I think the definitions of lepto-/platy- kurtic in the article are confusing: the prefixes are reversed. I'm not confident enough in statistics to change this. Could someone who understands the subject check that this is the correct usage?

A distribution with positive kurtosis is called leptokurtic, or leptokurtotic. In terms of shape, a leptokurtic distribution has a more acute "peak" around the mean (that is, a higher probability than a normally distributed variable of values near the mean) and "thin tails" (that is, a lower probability than a normally distributed variable of extreme values). Examples of leptokurtic distributions include the Laplace distribution and the logistic distribution.

A distribution with negative kurtosis is called platykurtic, or platykurtotic. In terms of shape, a platykurtic distribution has a smaller "peak" around the mean (that is, a lower probability than a normally distributed variable of values near the mean) and "heavy tails" (that is, a higher probability than a normally distributed variable of extreme values).

leptokurtic: –adjective Statistics. 1. (of a frequency distribution) being more concentrated about the mean than the corresponding normal distribution. 2. (of a frequency distribution curve) having a high, narrow concentration about the mode. [Origin: 1900–05; lepto- + irreg. transliteration of Gk kyrt(ós) swelling + -ic]

lepto- a combining form meaning "thin," "fine," "slight"

platykurtic: 1. (of a frequency distribution) less concentrated about the mean than the corresponding normal distribution. 2. (of a frequency distribution curve) having a wide, rather flat distribution about the mode. [Origin: 1900–05; platy- + kurt- (irreg. < Gk kyrtós bulging, swelling) + -ic]

platy- a combining form meaning "flat," "broad".

--Blick 19:43, 21 February 2007 (UTC)

The current usage is correct and agrees with other references, e.g. [1][2][3]. DFH 21:39, 21 February 2007 (UTC)
I don't think that the problem is with the words platykurtic and leptokurtic, which is what your references are to. It's the issue that leptokurtic is described as having heavy tails. The more common explanation is that leptokurtic distributions have thin tails and that platykurtic distributions have heavy tails. Phillipkwood (talk)

****************************************

=== TASK A ===
From the listing below, copy again every line starting at the one that contains "What part of this image shows the white sedan?" and ending after the one that contains "top-left (1093, 466), bottom-right", requests included. Offset each coordinate in those answers by 115.
=== TASK B ===
Proceed with the discussion of the leptokurtic and platykurtic definitions from the point where it stops.

=== Data records ===
****************************************

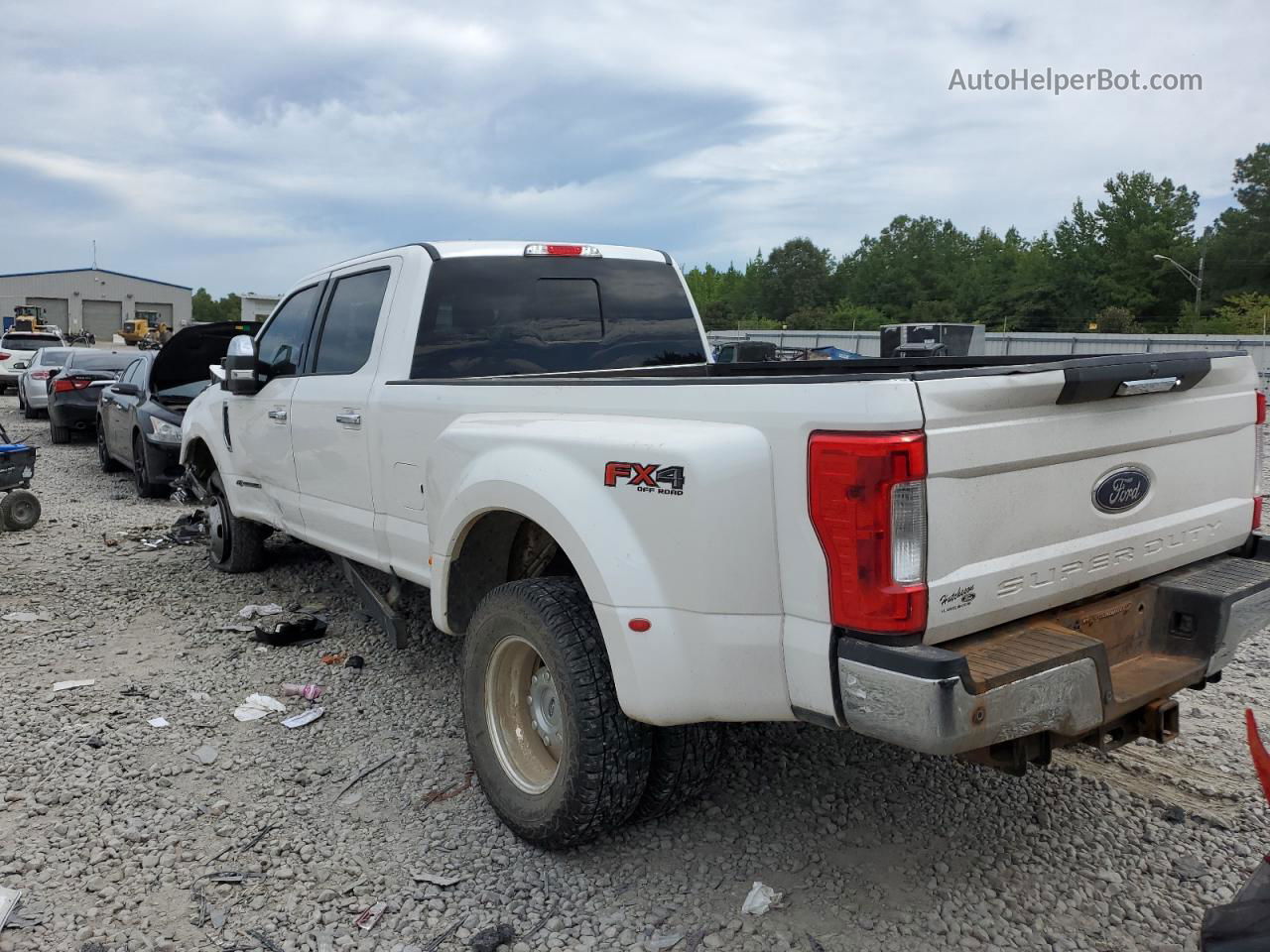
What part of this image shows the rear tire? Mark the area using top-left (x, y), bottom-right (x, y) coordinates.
top-left (463, 577), bottom-right (652, 849)
top-left (0, 489), bottom-right (41, 532)
top-left (96, 418), bottom-right (119, 472)
top-left (132, 432), bottom-right (161, 500)
top-left (207, 473), bottom-right (271, 575)
top-left (631, 724), bottom-right (722, 822)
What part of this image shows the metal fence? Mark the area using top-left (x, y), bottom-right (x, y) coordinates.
top-left (708, 330), bottom-right (1270, 377)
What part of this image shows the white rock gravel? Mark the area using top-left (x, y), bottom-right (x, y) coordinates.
top-left (0, 396), bottom-right (1270, 952)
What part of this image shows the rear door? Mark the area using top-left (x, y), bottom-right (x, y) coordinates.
top-left (918, 354), bottom-right (1257, 643)
top-left (291, 258), bottom-right (401, 565)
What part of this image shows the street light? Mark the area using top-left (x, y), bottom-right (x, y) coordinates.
top-left (1152, 255), bottom-right (1204, 317)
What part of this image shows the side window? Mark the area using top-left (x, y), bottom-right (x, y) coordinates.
top-left (257, 285), bottom-right (321, 377)
top-left (314, 268), bottom-right (390, 373)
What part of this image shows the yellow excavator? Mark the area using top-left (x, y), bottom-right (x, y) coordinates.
top-left (119, 311), bottom-right (172, 350)
top-left (9, 304), bottom-right (45, 334)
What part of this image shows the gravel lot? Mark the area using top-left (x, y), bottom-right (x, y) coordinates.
top-left (0, 396), bottom-right (1270, 952)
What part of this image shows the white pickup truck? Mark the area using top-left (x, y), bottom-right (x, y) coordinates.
top-left (182, 241), bottom-right (1270, 847)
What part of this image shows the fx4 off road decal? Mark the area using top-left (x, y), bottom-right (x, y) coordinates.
top-left (604, 462), bottom-right (684, 496)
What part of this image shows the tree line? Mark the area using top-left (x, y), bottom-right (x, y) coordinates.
top-left (686, 144), bottom-right (1270, 334)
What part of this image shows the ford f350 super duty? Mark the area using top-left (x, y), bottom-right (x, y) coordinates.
top-left (182, 241), bottom-right (1270, 847)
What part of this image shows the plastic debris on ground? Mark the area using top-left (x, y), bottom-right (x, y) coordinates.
top-left (740, 883), bottom-right (782, 915)
top-left (255, 615), bottom-right (326, 648)
top-left (138, 509), bottom-right (207, 548)
top-left (647, 932), bottom-right (684, 952)
top-left (353, 902), bottom-right (389, 932)
top-left (237, 602), bottom-right (283, 621)
top-left (282, 684), bottom-right (326, 701)
top-left (471, 923), bottom-right (516, 952)
top-left (410, 870), bottom-right (471, 889)
top-left (0, 886), bottom-right (22, 929)
top-left (4, 612), bottom-right (54, 622)
top-left (54, 678), bottom-right (96, 692)
top-left (234, 694), bottom-right (287, 721)
top-left (282, 707), bottom-right (326, 729)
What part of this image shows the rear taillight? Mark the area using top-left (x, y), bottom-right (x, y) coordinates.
top-left (1252, 390), bottom-right (1266, 530)
top-left (808, 430), bottom-right (926, 635)
top-left (54, 377), bottom-right (92, 394)
top-left (525, 244), bottom-right (603, 258)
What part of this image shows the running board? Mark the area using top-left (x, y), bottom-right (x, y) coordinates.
top-left (330, 553), bottom-right (407, 650)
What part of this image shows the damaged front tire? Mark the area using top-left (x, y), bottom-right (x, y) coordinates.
top-left (207, 473), bottom-right (271, 574)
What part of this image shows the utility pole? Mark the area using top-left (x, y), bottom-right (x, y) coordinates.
top-left (1152, 255), bottom-right (1204, 320)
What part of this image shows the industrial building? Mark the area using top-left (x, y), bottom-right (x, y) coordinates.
top-left (0, 268), bottom-right (191, 340)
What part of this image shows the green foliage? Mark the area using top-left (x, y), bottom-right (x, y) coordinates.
top-left (1094, 307), bottom-right (1139, 334)
top-left (190, 289), bottom-right (242, 322)
top-left (685, 145), bottom-right (1270, 334)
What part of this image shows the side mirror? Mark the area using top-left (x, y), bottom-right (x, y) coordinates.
top-left (221, 334), bottom-right (262, 396)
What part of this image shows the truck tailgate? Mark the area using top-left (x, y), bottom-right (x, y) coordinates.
top-left (917, 354), bottom-right (1257, 644)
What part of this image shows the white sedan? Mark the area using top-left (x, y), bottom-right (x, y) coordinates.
top-left (18, 346), bottom-right (71, 420)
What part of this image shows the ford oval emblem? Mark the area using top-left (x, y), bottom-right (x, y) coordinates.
top-left (1093, 466), bottom-right (1151, 513)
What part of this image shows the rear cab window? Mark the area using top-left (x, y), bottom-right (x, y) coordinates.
top-left (410, 255), bottom-right (706, 380)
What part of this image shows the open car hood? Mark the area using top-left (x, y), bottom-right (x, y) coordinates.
top-left (150, 321), bottom-right (260, 393)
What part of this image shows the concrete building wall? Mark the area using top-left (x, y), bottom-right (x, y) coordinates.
top-left (0, 268), bottom-right (191, 331)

****************************************

=== EXERCISE OUTPUT A ===
What part of this image shows the white sedan? Mark the area using top-left (x, y), bottom-right (x, y) coordinates.
top-left (133, 461), bottom-right (186, 535)
What part of this image shows the ford oval emblem? Mark the area using top-left (x, y), bottom-right (x, y) coordinates.
top-left (1208, 581), bottom-right (1266, 628)

=== EXERCISE OUTPUT B ===
I'm not sure about the prefixes, but the changes you made earlier today were definitely wrong and did not agree with other outside sources. I wasted a lot of time trying to make sense of it before I noticed your edit, and then I undid it. Tabako (talk) 00:11, 11 November 2008 (UTC)

Well, I think it does agree with outside sources, at least the _American Statistican_ Maybe, to make it less confusing, it's helpful to talk about length (which is what you're talking about) and thinness. Here's a quote:(Kevin P. Balanda and H. L. MacGillivray The American Statistician, Vol. 42, No. 2 (May, 1988), pp. 111-119.) Who write: "Dyson (1943) gave two amusing mnemonics attributed to Student for these names: platykurtic curves, like playpuses, are square with short tails whereas leptokurtic curves are high with long tails, like kangaroos, noted for "lepping" The terms supposedly refer to the general shape of a distribution, withplatykurtic distributions being flat topped compared with the normal, leptokurtic distributions being more sharply peaked than the normal, and mesokurtic distributions having shape comparable to that of the normal. So, yes, "leptokurtic" distributions have long and thin tails, Platykurtic distributions have short heavy tails.). —Preceding unsigned comment added by 128.206.28.43 (talk) 15:56, 11 November 2008 (UTC)

I'm still not sure about this. I'm suggesting that instead of describing a platykurtic distribution as one with "thin tails", we should say "broad peak". Would you agree? --Blick 07:30, 5 March 2007 (UTC)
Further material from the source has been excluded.